Region segmentation data:
----------------
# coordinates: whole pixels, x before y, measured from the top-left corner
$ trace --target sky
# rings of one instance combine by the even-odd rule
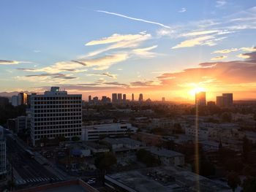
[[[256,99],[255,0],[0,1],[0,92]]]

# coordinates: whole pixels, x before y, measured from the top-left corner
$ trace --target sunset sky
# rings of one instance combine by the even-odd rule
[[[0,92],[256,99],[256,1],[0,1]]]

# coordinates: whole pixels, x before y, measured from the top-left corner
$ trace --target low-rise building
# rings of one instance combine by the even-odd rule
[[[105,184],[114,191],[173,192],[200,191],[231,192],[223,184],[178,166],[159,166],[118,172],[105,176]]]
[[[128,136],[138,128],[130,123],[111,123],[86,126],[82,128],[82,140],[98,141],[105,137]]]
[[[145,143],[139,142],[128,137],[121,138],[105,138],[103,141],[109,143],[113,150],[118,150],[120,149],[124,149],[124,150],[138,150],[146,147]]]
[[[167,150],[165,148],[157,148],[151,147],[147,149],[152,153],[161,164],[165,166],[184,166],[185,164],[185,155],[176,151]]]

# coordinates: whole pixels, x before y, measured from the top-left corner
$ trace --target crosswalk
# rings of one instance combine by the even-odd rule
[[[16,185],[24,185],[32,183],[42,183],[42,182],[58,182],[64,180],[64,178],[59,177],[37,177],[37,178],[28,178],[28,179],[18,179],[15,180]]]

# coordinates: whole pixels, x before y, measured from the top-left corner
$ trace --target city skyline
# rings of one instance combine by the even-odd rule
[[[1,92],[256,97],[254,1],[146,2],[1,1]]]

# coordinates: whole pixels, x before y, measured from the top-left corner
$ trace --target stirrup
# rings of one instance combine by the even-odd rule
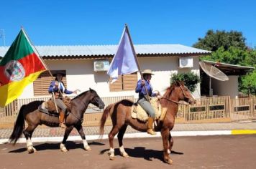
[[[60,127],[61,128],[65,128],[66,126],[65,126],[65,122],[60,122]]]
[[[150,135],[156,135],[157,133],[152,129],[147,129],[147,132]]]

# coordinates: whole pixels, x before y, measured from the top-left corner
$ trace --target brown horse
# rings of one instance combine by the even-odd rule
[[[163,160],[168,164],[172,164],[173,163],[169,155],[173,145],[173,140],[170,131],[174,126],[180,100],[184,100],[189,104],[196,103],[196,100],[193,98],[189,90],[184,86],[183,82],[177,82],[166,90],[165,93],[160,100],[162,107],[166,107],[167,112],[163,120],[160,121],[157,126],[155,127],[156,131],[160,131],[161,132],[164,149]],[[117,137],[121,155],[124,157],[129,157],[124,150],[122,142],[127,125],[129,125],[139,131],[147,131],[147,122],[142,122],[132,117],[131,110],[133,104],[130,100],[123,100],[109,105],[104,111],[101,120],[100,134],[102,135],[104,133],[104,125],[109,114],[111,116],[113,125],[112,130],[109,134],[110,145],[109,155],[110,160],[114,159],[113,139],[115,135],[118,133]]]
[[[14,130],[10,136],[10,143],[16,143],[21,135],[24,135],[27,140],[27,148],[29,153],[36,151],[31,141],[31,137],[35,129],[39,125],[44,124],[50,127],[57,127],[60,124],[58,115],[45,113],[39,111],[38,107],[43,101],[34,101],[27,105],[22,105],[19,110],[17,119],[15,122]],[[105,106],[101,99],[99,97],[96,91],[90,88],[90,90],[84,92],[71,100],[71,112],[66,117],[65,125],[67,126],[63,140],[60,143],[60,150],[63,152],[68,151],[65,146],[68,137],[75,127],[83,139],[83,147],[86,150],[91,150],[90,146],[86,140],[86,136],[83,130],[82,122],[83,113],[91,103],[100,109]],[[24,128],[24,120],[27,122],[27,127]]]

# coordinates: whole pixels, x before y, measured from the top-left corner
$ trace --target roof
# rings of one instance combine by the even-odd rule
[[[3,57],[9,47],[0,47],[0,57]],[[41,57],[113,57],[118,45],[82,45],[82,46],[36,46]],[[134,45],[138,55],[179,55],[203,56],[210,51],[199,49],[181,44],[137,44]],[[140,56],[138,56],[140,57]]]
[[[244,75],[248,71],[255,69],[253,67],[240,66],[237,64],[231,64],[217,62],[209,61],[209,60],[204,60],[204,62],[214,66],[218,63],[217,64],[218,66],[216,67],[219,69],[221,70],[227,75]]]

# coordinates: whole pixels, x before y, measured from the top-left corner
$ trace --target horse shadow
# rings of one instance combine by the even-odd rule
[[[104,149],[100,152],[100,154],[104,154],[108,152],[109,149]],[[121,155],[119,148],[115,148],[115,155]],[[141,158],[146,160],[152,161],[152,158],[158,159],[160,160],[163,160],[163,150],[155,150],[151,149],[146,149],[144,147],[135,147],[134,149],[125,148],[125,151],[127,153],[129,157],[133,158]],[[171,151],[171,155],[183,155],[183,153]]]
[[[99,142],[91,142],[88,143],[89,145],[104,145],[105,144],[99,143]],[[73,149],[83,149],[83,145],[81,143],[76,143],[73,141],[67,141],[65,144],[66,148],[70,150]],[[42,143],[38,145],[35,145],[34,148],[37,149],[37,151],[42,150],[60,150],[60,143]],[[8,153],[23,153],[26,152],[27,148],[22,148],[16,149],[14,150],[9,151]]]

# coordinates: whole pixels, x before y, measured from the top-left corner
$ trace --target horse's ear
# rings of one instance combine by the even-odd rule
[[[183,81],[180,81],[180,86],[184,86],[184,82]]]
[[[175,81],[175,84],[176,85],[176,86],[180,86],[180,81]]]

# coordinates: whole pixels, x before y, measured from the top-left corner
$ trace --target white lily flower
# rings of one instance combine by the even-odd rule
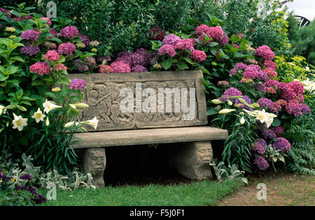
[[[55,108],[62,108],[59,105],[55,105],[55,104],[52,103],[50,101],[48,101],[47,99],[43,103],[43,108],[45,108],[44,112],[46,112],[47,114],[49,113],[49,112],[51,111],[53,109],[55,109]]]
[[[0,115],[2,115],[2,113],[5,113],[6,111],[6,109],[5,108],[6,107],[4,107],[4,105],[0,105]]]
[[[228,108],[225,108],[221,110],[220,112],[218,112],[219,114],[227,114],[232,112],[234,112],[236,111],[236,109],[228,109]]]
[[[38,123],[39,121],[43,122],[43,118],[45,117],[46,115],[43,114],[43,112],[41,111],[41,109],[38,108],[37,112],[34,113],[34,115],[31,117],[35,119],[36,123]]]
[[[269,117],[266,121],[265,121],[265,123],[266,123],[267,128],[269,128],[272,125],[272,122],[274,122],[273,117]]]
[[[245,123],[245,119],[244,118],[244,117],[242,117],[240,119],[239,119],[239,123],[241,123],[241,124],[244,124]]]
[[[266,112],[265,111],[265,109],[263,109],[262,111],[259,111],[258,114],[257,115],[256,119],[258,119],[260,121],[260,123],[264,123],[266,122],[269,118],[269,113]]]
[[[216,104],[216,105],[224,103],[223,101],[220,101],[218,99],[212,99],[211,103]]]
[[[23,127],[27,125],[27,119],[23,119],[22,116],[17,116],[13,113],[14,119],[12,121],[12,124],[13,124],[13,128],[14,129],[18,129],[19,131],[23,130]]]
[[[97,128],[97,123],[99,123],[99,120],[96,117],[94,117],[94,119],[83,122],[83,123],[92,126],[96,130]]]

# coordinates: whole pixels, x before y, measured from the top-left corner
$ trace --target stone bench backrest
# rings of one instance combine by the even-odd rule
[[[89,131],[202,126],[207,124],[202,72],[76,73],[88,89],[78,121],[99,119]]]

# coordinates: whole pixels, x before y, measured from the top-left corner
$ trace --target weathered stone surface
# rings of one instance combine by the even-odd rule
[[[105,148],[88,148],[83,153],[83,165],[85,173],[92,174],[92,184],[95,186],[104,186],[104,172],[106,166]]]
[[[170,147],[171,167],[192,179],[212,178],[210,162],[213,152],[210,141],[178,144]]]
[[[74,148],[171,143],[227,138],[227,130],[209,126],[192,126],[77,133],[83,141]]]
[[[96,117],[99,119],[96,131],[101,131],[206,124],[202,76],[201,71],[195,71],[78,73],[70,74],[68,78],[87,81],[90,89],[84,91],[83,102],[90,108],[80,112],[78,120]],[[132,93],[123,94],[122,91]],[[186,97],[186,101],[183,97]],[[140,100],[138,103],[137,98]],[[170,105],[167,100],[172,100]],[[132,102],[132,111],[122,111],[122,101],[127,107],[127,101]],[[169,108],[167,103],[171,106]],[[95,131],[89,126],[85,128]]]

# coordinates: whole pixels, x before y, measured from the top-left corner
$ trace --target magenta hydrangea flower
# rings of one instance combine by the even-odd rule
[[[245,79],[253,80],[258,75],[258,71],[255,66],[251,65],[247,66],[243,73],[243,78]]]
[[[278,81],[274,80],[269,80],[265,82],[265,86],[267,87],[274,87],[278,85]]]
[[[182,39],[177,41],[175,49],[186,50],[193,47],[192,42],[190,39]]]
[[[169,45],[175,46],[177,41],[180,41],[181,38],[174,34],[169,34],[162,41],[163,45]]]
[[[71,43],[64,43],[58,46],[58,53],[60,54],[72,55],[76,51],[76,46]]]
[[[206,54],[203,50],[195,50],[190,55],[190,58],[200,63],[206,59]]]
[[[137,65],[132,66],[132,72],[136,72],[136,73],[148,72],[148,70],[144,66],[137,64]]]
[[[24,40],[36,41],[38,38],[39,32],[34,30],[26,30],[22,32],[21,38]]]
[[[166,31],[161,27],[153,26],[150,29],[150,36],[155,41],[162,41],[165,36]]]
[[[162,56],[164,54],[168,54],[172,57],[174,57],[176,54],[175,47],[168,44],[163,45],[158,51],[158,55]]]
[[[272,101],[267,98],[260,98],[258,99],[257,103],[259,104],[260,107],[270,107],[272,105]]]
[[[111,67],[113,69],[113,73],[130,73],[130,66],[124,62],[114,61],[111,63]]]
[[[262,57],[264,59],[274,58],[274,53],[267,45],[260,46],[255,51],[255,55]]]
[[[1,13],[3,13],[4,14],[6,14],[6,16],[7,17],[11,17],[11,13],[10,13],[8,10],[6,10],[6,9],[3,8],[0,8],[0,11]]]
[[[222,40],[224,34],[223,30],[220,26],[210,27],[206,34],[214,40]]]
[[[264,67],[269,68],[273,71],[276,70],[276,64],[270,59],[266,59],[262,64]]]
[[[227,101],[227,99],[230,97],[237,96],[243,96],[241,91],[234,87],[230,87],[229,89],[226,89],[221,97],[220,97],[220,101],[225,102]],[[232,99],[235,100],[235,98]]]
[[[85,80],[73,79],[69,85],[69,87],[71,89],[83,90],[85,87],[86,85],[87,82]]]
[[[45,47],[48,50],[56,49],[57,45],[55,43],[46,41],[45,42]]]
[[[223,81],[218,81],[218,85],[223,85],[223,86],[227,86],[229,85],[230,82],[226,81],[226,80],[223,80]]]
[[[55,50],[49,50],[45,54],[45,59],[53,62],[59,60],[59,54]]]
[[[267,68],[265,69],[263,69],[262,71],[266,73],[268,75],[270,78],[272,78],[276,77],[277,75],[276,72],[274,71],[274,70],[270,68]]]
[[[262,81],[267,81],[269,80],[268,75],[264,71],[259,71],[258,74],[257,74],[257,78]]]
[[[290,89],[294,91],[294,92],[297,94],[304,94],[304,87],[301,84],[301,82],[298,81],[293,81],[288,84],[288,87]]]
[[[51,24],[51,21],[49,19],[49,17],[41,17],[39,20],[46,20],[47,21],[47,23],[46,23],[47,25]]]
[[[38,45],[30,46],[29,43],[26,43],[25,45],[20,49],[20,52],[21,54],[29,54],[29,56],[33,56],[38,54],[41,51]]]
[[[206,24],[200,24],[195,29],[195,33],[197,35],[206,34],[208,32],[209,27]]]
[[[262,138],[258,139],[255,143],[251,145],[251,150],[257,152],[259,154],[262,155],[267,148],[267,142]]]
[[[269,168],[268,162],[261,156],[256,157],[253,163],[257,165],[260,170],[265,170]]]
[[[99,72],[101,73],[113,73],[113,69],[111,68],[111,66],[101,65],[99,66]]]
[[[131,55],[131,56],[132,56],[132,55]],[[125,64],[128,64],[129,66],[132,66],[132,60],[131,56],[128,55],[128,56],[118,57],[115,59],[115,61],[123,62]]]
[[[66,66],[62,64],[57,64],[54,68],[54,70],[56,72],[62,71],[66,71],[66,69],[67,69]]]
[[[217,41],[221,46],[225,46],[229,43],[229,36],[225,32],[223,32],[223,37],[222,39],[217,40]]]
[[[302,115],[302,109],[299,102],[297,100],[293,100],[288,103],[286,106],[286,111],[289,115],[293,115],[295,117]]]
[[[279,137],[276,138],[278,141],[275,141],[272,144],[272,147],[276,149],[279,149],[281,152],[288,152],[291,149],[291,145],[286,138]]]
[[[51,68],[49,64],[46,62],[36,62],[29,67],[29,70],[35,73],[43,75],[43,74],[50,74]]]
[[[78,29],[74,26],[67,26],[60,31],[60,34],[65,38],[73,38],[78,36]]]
----------------
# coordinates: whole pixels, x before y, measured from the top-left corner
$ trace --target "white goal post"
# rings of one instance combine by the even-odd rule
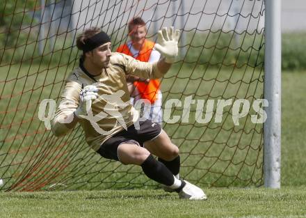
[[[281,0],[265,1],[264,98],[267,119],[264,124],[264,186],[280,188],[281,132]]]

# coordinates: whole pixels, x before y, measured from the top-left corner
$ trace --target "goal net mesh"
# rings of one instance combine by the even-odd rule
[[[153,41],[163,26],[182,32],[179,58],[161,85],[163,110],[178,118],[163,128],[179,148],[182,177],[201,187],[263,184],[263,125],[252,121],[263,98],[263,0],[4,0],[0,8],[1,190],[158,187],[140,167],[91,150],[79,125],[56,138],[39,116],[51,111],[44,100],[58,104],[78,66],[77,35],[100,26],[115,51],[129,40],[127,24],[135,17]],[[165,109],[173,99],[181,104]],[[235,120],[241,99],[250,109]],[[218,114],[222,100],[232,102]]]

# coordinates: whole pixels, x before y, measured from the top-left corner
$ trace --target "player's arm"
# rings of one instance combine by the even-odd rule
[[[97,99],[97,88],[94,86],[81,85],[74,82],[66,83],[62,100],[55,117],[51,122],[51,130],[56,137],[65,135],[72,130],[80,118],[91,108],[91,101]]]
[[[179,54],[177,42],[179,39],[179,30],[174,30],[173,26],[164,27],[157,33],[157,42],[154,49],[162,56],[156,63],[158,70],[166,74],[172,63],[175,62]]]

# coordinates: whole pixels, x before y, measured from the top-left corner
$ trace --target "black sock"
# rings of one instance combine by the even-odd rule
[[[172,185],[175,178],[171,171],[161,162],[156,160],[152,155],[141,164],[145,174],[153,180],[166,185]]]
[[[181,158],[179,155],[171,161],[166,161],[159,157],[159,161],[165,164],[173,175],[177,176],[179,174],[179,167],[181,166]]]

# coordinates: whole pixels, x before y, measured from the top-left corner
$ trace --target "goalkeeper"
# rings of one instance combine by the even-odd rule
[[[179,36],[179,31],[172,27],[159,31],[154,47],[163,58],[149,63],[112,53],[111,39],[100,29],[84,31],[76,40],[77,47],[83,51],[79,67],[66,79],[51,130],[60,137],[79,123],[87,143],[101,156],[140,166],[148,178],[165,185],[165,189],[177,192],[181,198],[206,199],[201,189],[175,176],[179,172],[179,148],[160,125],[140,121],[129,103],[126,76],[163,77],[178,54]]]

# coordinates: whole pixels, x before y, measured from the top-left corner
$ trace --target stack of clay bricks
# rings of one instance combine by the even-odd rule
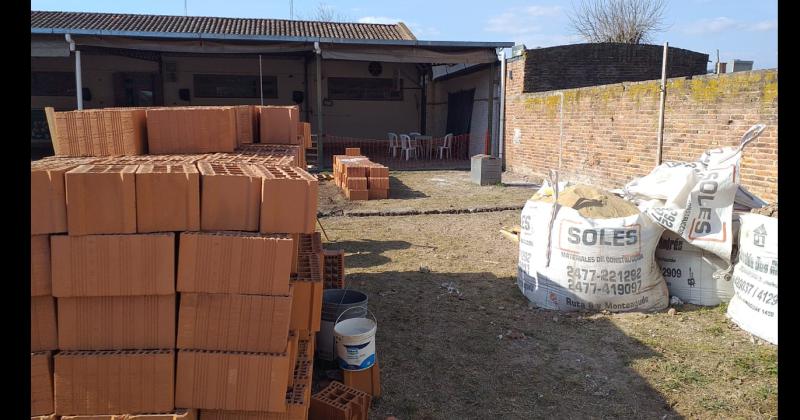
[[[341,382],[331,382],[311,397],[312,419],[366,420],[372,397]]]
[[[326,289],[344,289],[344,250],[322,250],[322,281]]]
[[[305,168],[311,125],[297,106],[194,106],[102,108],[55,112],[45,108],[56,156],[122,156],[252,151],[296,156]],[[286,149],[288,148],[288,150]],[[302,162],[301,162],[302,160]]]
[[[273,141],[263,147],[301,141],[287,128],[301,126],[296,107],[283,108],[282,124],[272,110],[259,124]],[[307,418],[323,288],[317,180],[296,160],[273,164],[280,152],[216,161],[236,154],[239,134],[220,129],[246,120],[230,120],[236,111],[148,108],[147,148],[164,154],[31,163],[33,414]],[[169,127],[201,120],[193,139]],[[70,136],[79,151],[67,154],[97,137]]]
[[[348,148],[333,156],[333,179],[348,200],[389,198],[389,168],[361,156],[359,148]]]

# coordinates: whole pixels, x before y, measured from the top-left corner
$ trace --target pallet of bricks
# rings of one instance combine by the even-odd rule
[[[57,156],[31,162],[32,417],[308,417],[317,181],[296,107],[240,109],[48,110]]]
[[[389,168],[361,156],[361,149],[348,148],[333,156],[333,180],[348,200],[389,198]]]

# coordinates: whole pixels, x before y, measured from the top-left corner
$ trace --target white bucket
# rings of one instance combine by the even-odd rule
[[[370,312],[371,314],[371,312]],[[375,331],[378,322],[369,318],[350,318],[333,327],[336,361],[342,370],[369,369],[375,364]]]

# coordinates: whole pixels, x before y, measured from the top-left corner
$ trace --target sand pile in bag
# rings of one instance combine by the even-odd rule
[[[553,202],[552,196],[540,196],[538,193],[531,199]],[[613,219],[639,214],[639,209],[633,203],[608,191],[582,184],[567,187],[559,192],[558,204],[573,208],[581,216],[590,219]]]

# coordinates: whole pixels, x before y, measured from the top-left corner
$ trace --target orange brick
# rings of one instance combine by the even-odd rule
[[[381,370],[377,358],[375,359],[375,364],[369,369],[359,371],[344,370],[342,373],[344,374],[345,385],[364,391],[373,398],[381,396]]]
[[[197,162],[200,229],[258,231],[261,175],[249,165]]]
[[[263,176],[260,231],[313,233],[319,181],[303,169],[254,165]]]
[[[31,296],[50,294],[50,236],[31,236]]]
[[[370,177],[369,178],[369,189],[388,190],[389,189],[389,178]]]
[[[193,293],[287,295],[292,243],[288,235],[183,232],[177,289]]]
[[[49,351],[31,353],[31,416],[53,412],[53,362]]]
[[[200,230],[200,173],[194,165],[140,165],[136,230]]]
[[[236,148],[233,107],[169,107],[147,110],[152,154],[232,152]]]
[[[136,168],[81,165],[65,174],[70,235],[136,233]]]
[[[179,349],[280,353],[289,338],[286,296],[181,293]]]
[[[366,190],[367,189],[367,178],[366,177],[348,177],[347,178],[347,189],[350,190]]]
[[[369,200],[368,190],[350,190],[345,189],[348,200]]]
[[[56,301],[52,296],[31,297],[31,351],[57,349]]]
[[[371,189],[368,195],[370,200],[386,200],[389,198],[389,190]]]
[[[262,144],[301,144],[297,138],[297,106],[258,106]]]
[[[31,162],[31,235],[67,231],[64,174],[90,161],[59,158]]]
----------------
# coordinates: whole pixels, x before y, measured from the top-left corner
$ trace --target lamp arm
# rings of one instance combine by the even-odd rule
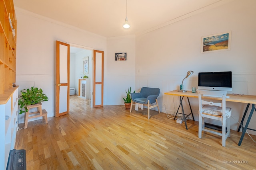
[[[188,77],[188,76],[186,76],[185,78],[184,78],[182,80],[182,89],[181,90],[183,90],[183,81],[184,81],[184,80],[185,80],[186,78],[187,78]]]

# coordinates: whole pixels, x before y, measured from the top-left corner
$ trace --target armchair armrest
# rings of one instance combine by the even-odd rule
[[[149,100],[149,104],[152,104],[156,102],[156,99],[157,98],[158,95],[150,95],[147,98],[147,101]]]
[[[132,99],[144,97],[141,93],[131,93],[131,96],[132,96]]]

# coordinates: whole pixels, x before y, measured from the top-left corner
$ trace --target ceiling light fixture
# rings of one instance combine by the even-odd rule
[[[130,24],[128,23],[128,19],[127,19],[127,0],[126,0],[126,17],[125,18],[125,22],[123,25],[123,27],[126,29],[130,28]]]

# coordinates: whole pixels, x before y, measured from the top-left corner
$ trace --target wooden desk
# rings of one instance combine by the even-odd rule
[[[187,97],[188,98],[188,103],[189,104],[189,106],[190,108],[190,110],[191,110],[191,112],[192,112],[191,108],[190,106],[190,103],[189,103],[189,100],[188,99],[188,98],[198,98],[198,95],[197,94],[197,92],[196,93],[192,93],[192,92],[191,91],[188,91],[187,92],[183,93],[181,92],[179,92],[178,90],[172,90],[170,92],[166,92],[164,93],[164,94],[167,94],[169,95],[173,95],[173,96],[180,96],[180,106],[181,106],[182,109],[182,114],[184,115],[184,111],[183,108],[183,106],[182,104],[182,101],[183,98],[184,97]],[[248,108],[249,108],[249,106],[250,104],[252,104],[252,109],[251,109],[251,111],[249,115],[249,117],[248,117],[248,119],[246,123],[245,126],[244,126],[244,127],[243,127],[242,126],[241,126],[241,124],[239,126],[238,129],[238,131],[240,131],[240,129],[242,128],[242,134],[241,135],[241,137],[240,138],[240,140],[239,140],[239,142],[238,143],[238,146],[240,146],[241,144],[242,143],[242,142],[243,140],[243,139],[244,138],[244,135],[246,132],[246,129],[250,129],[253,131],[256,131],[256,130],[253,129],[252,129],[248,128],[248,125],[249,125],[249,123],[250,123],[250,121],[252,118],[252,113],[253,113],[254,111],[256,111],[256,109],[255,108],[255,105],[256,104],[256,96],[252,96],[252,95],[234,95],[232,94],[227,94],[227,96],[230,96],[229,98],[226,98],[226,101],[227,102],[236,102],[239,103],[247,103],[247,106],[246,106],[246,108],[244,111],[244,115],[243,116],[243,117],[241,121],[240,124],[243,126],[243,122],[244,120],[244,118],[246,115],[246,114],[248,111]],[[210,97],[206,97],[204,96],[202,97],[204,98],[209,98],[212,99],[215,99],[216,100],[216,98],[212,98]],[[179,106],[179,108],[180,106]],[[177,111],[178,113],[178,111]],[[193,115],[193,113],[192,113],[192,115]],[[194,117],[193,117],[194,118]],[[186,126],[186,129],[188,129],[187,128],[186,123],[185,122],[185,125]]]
----------------
• [EXERCISE]: Can you find every line in the rows above that contains the string "stone", matching case exactly, and copy each such line in full?

• [SOLUTION TO THE EXERCISE]:
$ trace --target stone bench backrest
$ trace --target weathered stone surface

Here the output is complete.